__WHAT YOU SHOULD DO__:
Go through the material below and switch every "beige" to "cream", keeping everything else the same.

Point placement records
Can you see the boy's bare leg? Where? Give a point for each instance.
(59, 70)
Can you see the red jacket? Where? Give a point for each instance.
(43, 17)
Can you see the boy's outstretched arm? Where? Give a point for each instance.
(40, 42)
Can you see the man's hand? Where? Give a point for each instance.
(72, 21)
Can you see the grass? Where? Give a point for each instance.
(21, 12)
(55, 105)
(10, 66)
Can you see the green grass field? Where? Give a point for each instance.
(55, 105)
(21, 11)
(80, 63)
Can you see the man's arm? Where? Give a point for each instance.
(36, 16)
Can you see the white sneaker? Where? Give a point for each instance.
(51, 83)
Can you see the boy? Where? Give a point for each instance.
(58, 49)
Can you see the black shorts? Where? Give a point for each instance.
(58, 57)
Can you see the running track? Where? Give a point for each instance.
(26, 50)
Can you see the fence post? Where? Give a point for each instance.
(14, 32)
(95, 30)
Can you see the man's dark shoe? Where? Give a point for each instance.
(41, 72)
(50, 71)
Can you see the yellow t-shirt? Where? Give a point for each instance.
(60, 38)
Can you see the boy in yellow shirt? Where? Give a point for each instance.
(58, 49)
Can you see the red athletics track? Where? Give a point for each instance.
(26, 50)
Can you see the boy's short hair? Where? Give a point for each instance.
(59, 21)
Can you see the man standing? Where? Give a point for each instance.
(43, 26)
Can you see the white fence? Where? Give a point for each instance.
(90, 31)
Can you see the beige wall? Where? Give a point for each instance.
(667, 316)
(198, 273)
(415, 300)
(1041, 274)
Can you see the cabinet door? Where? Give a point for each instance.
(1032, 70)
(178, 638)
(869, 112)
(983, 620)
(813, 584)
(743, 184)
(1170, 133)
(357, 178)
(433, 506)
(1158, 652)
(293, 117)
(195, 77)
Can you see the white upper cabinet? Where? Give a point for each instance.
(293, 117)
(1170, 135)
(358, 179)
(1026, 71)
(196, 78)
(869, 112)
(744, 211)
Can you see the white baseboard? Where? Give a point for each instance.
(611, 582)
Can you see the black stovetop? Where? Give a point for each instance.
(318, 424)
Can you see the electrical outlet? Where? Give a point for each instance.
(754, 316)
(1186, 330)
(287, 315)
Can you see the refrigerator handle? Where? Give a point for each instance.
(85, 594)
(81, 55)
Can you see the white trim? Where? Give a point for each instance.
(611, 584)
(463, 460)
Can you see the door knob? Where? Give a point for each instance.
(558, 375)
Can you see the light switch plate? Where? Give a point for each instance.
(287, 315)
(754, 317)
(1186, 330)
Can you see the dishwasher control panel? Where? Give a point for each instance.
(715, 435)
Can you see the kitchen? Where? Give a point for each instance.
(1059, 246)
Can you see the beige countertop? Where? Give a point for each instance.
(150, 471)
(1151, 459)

__ANSWER TO THE EXERCISE__:
Can you see the boy's bare leg? Where? Give a point for each instance.
(59, 70)
Can you see the red jacket? Where? Give a point for each instance.
(43, 17)
Can you see the boy's outstretched arm? Where? Give a point for each instance.
(40, 42)
Can you see the man's hand? Where? Give a point for each instance.
(72, 21)
Can you see the grass? Where? Give a point for each instance.
(21, 12)
(55, 105)
(10, 66)
Can you see the green grass field? Where? Give a point for each instance.
(55, 105)
(21, 11)
(80, 63)
Can you see the man's arm? Where? Give a point for each instance.
(36, 16)
Can you see the white sneaker? Where? Give a point for each instance.
(51, 83)
Can you see the boy? Where? Give a point for each instance.
(58, 49)
Can you see the black shorts? Where? Give a point for each instance.
(58, 57)
Can you see the running track? Where? Give a point for each instance.
(26, 50)
Can you see the fence post? Where? Give a point for each instance.
(14, 32)
(95, 30)
Can you see the man's dark shoe? Where? Give a point for each instance.
(41, 72)
(50, 71)
Can you see the yellow t-shirt? Where? Give a point for each instance.
(60, 38)
Can you see the boy in yellow shirt? Where? Give a point for each instance.
(58, 49)
Can you see the red athletics track? Where? Give a point for each instance.
(26, 50)
Can you see the boy's short hair? Where? Give a point for each instance.
(59, 21)
Can you see the man standing? Where? Give a point for each instance.
(43, 26)
Can you see the white fence? Where? Give a point for each instance.
(90, 31)
Can you see the cream wall? Where? Give a point for each instance.
(667, 316)
(198, 273)
(415, 300)
(1041, 274)
Can you see the cabinet door? Where? Give a point for each instance.
(1032, 70)
(178, 638)
(869, 112)
(983, 620)
(813, 584)
(743, 184)
(1170, 133)
(357, 178)
(433, 506)
(1158, 652)
(293, 117)
(195, 77)
Can you see the white upper cabinet? Where? Give a point for each instance.
(293, 117)
(1170, 135)
(358, 179)
(1026, 71)
(196, 78)
(869, 112)
(744, 211)
Can you see the white baseboard? Where? Give a point for each instance.
(611, 582)
Can you see the black stovetop? Where? Give a point for each instance.
(318, 424)
Can you see the electrical outlet? Where? Give a point for each instance.
(754, 316)
(1186, 330)
(287, 315)
Can you see the refrigerator handle? Where? Give a point for each instance.
(85, 594)
(81, 55)
Can you see the white trim? Where? Give a point for each instance.
(611, 584)
(463, 460)
Can you see the door knob? Where? Give a point for each instance.
(558, 375)
Can you see the light switch plate? Where? Give a point for each instance.
(287, 315)
(754, 317)
(1186, 330)
Can you see the dishwasher control panel? Where? Give a point for each instance.
(715, 435)
Can you see the kitchen? Where? Give a point for each instance.
(1059, 246)
Can you see the cream countertop? Where? Give a point for each instance.
(150, 471)
(1151, 459)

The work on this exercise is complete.